STATED EXERCISE 1:
Locate every line in the listing that contains the word "leafy", treating uppercase and lowercase letters as different, and copy each of those lines.

DOCUMENT SEGMENT:

=======

Case No. 18-cv-01006-RM-NYW


RICHARD A. MESTAS, SR., et al., Plaintiffs, v. AIR & LIQUID SYSTEMS CORPORATION, et al., Defendants.


Pending before the Court is Defendant John Crane, Inc.'s ("defendant") Motion to Strike Plaintiffs' First Amended Complaint ("the motion to strike") (ECF No. 192.) Plaintiffs have filed a response (ECF No. 202) and defendant has filed a reply (ECF No. 209).

For the reasons discussed herein, the motion to strike (ECF No. 192) is GRANTED.

The principal issue, in deciding whether plaintiffs' First Amended Complaint ("FAC") should be stricken, is whether plaintiffs filed the FAC within the time limits allowed by Fed.R.Civ.P. 15 ("Rule 15") because plaintiffs filed the FAC under the assumption that it was their right as a matter of course to do so without leave or consent. Rule 15 allows a party to amend a pleading within 21 days of serving it, or, if the pleading is one to which a response is required, 21 days after service a of a responsive pleading or motion under Fed.R.Civ.P. 12(b), (e), or (f), whichever is earlier. Fed.R.Civ.P. 15(a)(1).

=======

RECORDS SHOWN:
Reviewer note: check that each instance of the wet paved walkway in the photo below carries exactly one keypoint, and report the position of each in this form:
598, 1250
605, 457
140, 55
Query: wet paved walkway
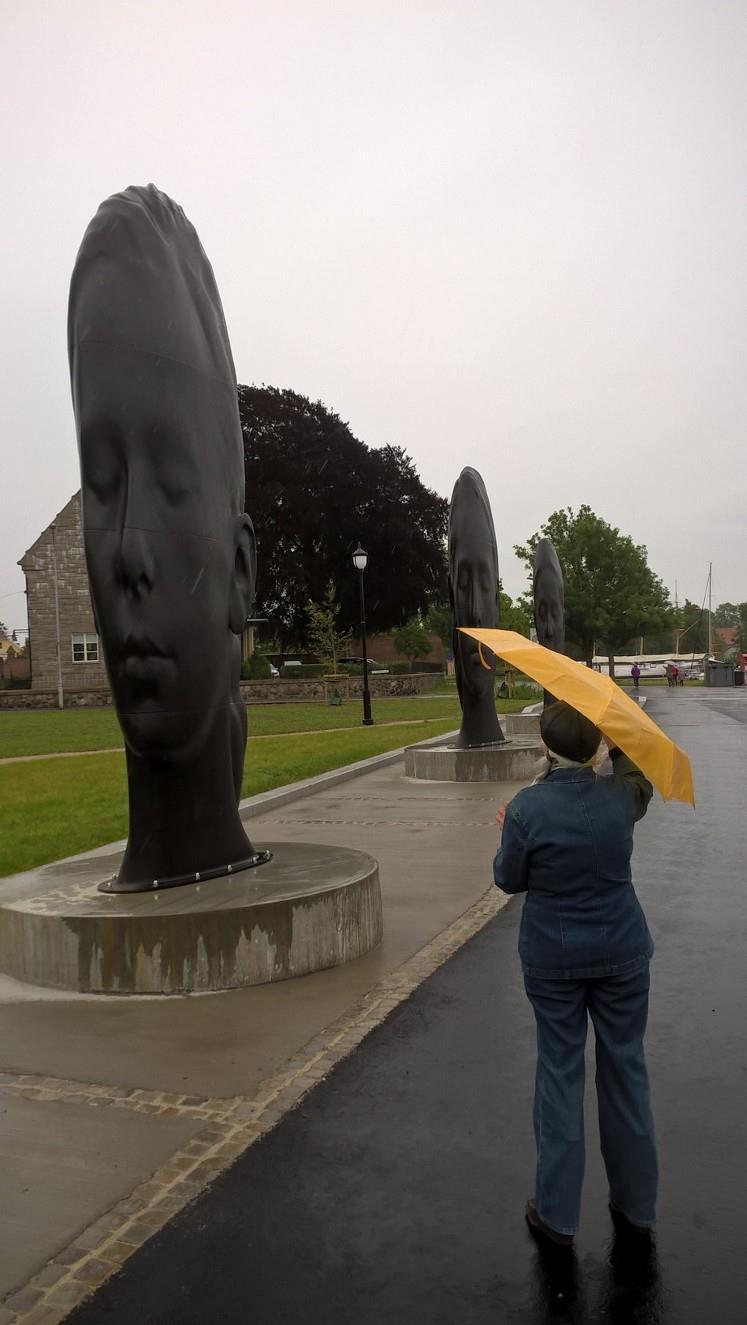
395, 1190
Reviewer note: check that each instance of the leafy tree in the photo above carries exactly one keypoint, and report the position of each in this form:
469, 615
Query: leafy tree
611, 592
727, 614
412, 641
325, 637
439, 622
314, 492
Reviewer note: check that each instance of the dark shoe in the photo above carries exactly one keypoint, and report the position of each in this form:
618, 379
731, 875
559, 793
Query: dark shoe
620, 1219
538, 1226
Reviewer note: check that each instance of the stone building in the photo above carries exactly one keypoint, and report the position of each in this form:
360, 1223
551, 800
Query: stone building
60, 607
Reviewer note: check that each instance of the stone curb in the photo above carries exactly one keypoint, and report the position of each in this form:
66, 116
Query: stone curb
231, 1126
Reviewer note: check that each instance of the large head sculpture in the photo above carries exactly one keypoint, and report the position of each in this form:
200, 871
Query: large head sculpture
548, 608
473, 595
170, 551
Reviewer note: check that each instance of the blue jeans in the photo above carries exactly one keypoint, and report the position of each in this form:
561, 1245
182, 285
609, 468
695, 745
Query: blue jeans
617, 1006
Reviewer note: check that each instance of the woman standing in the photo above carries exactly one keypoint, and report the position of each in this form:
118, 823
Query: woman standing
584, 946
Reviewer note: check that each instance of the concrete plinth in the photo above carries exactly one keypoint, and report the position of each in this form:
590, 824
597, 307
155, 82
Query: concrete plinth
521, 724
513, 761
309, 908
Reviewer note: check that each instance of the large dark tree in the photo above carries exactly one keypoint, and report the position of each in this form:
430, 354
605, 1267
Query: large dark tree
313, 492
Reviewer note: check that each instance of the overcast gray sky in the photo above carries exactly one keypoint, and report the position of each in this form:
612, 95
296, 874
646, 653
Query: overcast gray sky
499, 233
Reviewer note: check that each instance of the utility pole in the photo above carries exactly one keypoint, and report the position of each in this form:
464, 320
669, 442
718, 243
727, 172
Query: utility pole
60, 692
710, 583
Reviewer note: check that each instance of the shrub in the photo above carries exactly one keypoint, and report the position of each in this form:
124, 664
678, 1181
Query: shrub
257, 668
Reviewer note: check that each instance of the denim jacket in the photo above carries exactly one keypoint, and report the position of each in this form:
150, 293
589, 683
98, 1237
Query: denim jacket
567, 843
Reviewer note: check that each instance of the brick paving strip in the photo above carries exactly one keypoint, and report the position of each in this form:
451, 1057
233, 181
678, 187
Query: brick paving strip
231, 1126
264, 736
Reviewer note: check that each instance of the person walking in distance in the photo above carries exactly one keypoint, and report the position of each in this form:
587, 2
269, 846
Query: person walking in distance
584, 948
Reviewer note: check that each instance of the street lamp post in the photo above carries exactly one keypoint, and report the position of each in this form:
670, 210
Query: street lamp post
360, 561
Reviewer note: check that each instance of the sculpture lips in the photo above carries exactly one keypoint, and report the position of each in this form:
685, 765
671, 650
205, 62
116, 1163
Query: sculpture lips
142, 647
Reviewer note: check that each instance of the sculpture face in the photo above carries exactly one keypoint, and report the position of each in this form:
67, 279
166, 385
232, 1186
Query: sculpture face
548, 603
473, 595
168, 547
171, 565
473, 587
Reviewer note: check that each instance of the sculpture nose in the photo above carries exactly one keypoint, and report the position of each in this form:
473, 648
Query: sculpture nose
135, 563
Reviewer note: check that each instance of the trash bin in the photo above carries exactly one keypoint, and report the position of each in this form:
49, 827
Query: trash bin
719, 673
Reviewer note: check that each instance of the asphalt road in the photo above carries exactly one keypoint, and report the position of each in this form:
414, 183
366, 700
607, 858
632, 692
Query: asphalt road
395, 1191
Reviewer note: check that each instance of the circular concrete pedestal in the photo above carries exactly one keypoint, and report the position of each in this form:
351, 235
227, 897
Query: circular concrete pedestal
309, 908
513, 761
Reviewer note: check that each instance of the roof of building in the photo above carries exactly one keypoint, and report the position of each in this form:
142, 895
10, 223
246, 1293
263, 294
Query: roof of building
64, 518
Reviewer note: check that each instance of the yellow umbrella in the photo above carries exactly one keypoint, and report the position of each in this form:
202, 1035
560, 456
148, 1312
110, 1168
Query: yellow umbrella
600, 700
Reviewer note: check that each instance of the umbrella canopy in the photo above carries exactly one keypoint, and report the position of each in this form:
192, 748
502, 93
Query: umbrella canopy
600, 700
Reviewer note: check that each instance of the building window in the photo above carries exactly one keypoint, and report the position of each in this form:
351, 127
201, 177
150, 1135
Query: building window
85, 648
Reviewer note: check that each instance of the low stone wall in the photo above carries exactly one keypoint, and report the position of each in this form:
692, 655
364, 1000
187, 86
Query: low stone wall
253, 692
350, 688
48, 698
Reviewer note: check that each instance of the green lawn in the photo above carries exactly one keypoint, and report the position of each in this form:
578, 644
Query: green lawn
57, 807
52, 732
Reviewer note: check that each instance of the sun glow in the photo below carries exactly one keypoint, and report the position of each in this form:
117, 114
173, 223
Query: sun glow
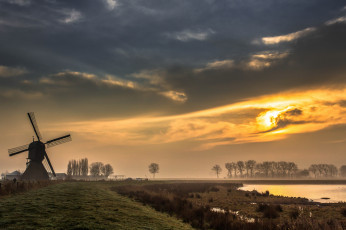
261, 119
267, 120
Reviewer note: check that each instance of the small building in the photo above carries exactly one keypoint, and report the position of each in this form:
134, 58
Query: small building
13, 175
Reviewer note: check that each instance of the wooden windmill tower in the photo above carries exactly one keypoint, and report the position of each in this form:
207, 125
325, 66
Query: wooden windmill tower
35, 169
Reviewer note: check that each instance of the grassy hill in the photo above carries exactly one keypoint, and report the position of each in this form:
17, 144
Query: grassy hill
80, 205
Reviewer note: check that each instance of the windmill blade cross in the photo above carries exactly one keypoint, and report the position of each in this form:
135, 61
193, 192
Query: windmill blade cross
34, 125
17, 150
58, 141
50, 165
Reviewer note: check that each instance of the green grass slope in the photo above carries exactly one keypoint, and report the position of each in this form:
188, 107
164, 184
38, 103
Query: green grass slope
80, 205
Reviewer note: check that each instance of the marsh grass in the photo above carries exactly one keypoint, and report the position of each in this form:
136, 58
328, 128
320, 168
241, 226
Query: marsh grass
80, 205
193, 202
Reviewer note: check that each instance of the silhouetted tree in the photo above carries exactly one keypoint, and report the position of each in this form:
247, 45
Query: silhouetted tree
84, 166
69, 168
229, 167
235, 168
333, 170
266, 167
217, 169
241, 166
95, 168
250, 166
259, 169
292, 168
154, 168
314, 169
107, 170
343, 171
303, 173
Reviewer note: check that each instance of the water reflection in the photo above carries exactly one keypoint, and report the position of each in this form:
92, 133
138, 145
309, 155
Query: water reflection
335, 193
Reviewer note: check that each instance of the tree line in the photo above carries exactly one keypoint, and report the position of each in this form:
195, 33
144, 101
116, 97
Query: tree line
81, 168
277, 169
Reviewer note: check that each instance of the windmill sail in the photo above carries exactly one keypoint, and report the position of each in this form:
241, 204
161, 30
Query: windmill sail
50, 165
18, 150
34, 125
58, 141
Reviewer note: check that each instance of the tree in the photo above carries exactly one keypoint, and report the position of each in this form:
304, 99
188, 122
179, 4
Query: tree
343, 171
95, 168
333, 170
154, 168
229, 167
266, 166
303, 173
107, 170
241, 166
84, 166
69, 168
292, 168
235, 168
250, 165
217, 169
314, 169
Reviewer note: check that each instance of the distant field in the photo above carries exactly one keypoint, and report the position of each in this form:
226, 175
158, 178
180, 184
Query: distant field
80, 205
264, 181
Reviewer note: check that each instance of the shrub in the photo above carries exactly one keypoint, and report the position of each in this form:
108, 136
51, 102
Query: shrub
214, 189
294, 214
270, 212
343, 212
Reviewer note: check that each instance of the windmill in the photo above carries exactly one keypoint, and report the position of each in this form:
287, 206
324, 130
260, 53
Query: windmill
37, 155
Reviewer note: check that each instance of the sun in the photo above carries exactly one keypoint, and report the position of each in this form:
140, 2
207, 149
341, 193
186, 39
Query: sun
267, 120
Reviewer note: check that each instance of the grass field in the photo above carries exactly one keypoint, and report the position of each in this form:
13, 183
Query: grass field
80, 205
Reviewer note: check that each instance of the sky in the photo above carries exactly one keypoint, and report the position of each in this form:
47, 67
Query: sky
185, 84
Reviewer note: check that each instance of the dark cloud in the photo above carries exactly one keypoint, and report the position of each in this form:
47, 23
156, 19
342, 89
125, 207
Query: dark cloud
49, 37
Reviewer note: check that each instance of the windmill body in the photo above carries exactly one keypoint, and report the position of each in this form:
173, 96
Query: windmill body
37, 155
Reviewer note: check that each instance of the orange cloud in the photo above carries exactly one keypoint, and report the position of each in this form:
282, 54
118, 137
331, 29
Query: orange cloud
262, 119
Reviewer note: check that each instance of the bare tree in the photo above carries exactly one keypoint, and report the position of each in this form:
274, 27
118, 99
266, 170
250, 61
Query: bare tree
84, 166
235, 168
333, 170
154, 168
343, 171
292, 168
107, 170
95, 168
69, 168
267, 165
217, 169
241, 167
250, 165
229, 167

=======

STATED EXERCISE 2:
Rename "pleading" to "filing" wherever it occurs in the court order from "For the reasons" up to and including "earlier. Fed.R.Civ.P. 15(a)(1).", and write out that passage with the change.

TASK SOLUTION 1:
Reviewer note: check that each instance of the leafy tree in the photo above carries exactly one keypoint, and report the position of each in this form:
Query: leafy tree

TASK SOLUTION 2:
For the reasons discussed herein, the motion to strike (ECF No. 192) is GRANTED.

The principal issue, in deciding whether plaintiffs' First Amended Complaint ("FAC") should be stricken, is whether plaintiffs filed the FAC within the time limits allowed by Fed.R.Civ.P. 15 ("Rule 15") because plaintiffs filed the FAC under the assumption that it was their right as a matter of course to do so without leave or consent. Rule 15 allows a party to amend a filing within 21 days of serving it, or, if the filing is one to which a response is required, 21 days after service a of a responsive filing or motion under Fed.R.Civ.P. 12(b), (e), or (f), whichever is earlier. Fed.R.Civ.P. 15(a)(1).